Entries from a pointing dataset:
--*--

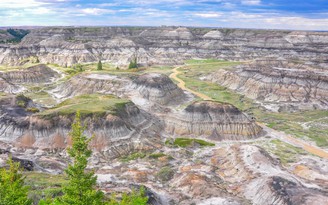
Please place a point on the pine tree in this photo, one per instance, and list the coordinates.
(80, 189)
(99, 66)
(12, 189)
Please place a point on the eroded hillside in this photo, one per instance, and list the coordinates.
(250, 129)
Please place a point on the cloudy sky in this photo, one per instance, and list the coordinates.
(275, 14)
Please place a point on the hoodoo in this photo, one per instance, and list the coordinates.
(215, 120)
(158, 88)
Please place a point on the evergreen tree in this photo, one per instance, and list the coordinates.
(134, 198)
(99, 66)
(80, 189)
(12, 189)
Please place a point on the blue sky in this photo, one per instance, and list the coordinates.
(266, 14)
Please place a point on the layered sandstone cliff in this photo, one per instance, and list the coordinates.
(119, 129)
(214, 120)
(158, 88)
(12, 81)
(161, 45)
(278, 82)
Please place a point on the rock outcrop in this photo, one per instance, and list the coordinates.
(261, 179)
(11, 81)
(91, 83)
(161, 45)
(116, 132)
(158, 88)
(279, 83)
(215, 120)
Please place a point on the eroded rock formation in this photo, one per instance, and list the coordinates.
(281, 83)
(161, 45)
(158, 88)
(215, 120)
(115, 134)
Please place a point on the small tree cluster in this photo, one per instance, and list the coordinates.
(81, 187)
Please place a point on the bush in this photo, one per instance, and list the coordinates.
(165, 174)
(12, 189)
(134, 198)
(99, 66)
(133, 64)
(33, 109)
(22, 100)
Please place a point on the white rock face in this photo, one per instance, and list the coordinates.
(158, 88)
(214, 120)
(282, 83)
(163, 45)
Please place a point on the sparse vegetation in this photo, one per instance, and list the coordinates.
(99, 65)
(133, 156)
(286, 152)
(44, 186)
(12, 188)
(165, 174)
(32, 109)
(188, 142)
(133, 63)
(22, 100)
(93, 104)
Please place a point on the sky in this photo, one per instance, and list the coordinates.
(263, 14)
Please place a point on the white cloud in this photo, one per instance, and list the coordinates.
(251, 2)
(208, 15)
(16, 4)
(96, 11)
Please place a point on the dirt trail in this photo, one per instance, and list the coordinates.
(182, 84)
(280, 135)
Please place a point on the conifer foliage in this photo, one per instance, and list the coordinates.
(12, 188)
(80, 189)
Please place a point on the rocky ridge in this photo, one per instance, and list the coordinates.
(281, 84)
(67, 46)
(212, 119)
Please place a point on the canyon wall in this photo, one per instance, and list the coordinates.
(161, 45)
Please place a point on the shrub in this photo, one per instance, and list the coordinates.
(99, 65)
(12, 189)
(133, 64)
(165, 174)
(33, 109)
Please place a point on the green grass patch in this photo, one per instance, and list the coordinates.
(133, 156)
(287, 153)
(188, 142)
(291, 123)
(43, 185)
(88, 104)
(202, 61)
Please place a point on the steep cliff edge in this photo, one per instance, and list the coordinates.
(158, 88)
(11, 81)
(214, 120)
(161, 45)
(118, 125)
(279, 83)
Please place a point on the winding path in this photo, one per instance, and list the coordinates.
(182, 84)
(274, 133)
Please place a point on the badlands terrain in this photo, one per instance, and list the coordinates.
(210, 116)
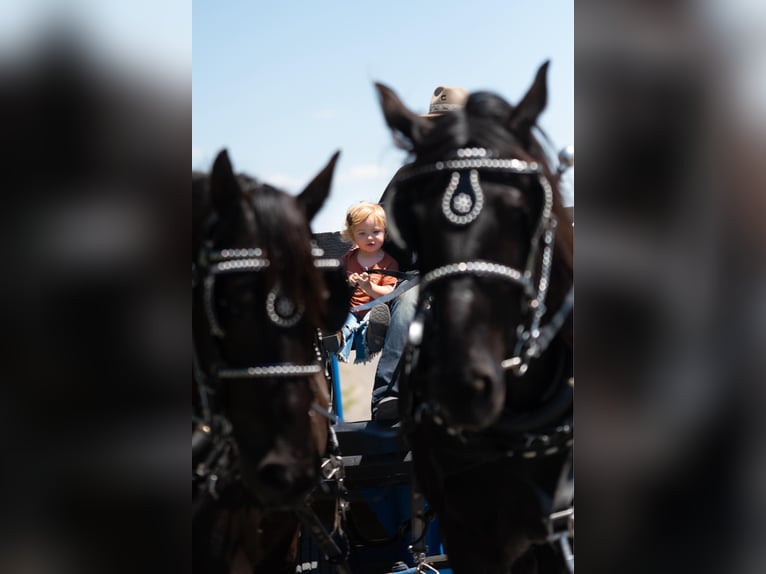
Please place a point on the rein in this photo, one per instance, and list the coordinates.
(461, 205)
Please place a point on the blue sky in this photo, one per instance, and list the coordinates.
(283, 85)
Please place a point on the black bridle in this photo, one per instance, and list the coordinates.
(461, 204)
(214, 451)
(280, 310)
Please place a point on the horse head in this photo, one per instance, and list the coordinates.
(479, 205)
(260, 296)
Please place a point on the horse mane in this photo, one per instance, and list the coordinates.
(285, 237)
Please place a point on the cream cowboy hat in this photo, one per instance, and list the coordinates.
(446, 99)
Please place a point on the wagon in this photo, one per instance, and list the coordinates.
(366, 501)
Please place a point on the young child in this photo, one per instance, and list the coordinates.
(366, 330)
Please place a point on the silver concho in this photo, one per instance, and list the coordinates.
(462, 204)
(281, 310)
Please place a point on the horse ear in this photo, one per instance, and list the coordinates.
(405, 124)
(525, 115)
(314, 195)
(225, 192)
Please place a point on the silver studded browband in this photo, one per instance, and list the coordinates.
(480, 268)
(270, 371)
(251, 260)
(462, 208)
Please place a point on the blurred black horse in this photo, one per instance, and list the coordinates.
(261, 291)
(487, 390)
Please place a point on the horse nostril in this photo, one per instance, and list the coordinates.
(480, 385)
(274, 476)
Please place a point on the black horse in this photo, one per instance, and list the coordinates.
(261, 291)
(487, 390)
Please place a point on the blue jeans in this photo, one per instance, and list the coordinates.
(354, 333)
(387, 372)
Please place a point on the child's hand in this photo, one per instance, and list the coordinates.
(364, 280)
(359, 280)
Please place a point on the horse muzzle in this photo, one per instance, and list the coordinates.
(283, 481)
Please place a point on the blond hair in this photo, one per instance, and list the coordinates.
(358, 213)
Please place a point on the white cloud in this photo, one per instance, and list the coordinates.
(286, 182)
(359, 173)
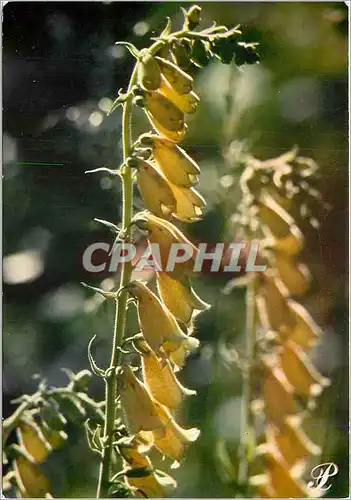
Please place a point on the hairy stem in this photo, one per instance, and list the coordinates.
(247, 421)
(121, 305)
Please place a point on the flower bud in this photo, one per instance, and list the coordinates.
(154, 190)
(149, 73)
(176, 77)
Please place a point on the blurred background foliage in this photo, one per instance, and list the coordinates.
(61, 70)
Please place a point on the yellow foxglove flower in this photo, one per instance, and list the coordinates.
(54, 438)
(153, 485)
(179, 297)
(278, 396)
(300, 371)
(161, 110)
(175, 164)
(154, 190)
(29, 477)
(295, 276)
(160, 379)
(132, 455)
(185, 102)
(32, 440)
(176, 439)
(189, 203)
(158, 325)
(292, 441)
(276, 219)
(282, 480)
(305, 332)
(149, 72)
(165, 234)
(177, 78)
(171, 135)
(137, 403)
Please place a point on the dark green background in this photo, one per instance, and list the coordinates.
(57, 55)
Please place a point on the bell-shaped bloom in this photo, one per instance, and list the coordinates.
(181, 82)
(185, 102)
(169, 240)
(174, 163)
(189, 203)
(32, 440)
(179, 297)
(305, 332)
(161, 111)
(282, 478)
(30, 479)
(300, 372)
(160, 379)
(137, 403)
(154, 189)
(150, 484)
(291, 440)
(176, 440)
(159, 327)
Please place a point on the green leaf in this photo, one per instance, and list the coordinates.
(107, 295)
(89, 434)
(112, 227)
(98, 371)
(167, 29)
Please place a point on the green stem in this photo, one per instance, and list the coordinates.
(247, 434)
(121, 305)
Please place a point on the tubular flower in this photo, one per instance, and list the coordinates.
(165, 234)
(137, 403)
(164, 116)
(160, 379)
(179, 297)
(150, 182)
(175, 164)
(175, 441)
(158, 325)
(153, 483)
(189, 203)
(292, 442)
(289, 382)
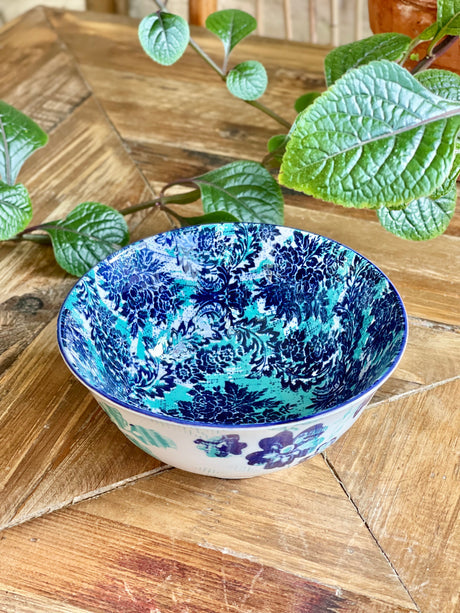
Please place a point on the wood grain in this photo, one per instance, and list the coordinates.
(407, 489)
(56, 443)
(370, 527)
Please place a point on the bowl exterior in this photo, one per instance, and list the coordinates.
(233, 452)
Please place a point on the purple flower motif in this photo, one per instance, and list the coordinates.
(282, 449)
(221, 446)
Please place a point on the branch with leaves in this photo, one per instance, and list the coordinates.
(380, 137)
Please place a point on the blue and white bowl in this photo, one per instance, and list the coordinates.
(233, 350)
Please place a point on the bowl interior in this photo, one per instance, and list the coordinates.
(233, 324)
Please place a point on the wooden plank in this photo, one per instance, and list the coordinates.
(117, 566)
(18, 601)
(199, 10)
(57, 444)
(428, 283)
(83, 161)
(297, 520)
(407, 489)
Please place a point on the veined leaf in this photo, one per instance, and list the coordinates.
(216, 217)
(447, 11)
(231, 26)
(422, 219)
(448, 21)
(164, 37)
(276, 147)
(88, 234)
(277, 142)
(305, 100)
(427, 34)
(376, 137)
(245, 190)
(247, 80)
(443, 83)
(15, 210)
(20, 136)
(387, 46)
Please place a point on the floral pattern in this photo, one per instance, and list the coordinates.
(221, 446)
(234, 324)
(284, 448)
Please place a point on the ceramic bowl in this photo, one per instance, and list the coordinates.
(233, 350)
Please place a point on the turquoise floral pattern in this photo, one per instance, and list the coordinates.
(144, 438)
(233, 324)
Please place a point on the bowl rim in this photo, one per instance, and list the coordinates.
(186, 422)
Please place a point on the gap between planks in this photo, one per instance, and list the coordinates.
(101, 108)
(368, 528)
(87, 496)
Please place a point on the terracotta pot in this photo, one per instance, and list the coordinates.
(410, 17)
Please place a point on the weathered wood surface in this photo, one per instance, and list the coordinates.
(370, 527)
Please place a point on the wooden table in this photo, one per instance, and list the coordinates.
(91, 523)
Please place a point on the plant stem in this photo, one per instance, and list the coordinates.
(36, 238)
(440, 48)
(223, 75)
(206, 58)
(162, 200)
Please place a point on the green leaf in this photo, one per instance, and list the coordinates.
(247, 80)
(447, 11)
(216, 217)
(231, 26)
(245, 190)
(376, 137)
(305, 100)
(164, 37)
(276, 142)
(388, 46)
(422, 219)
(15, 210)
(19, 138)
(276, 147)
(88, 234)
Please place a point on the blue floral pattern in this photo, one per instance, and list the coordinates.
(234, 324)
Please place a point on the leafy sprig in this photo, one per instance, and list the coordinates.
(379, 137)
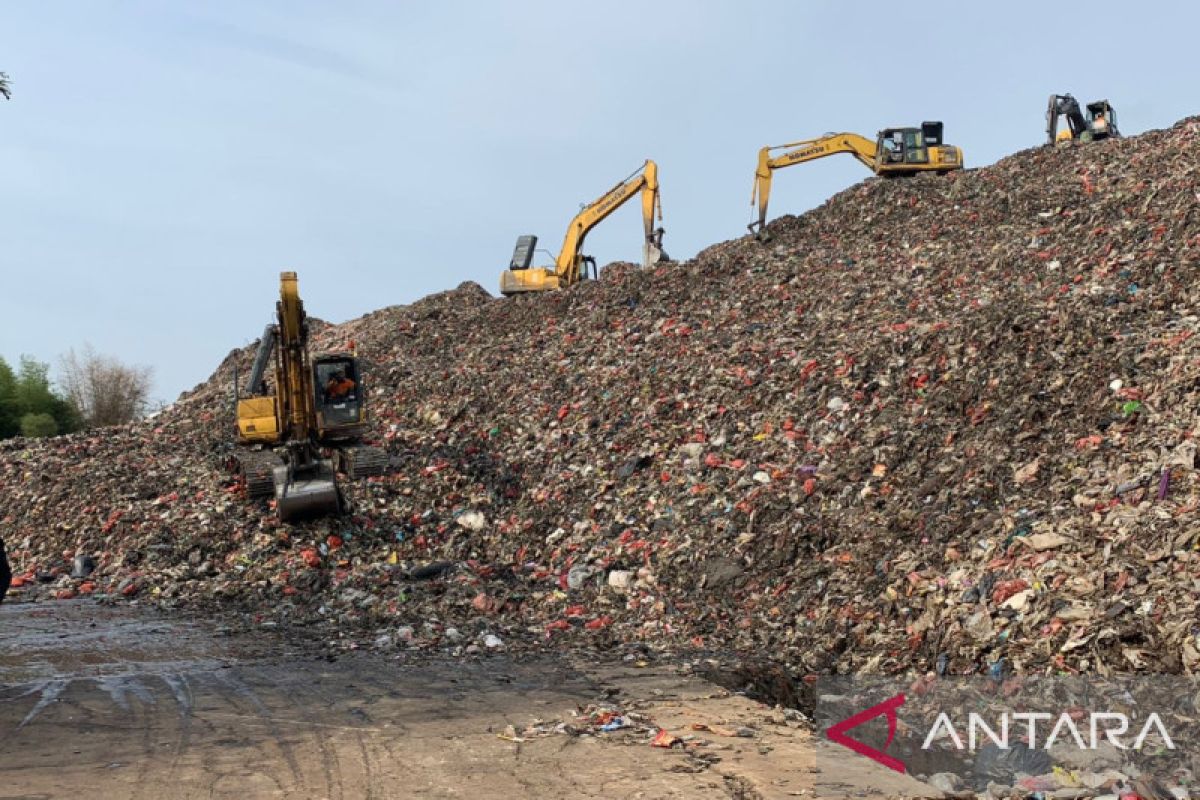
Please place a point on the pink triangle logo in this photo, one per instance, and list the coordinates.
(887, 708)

--*--

> _TO DO_
Copy out word for word the rows from the line containing "Please place a point on the ceramic" through the last row, both ends included. Leave the pictures out of your copy.

> _EXPECTED ANSWER_
Please place a point on the ceramic bowl in this photo, one per instance, and list the coordinates.
(233, 350)
Please place a point on the turquoise floral pattern in this photo, one per instance, and list the coordinates.
(144, 438)
(233, 324)
Please place a point on the bowl rim in this photo, one per instance, and list the coordinates.
(186, 422)
Please place a point on the gap between planks in this photo, one per instance, and list the coordinates.
(101, 108)
(368, 528)
(87, 496)
Please place a point on the terracotta pot in this photo, one per instance, and list the coordinates.
(410, 17)
Please place a point on the weathered wood surface in this photo, one per instance, and list the coordinates.
(370, 527)
Please place a point on the wooden table in this photo, one per instance, and list the coordinates.
(91, 523)
Please place a point on the plant stem in this photo, one per instance, and list the coordinates.
(36, 238)
(440, 48)
(223, 75)
(206, 58)
(162, 200)
Please place a point on the green leaf in this photo, one per instance, and list the coordinates.
(247, 80)
(447, 11)
(216, 217)
(231, 26)
(245, 190)
(376, 137)
(305, 100)
(164, 37)
(276, 142)
(388, 46)
(422, 219)
(15, 210)
(19, 138)
(276, 147)
(88, 234)
Please place a point on the blue floral pattern in this photo, one per instance, and list the coordinates.
(234, 324)
Please place a point on the leafy sprig in this photo, one per instance, and list the coordinates.
(379, 137)
Please place a point on the pink triangle logo in this photo, one per instance, and list the coordinates.
(887, 708)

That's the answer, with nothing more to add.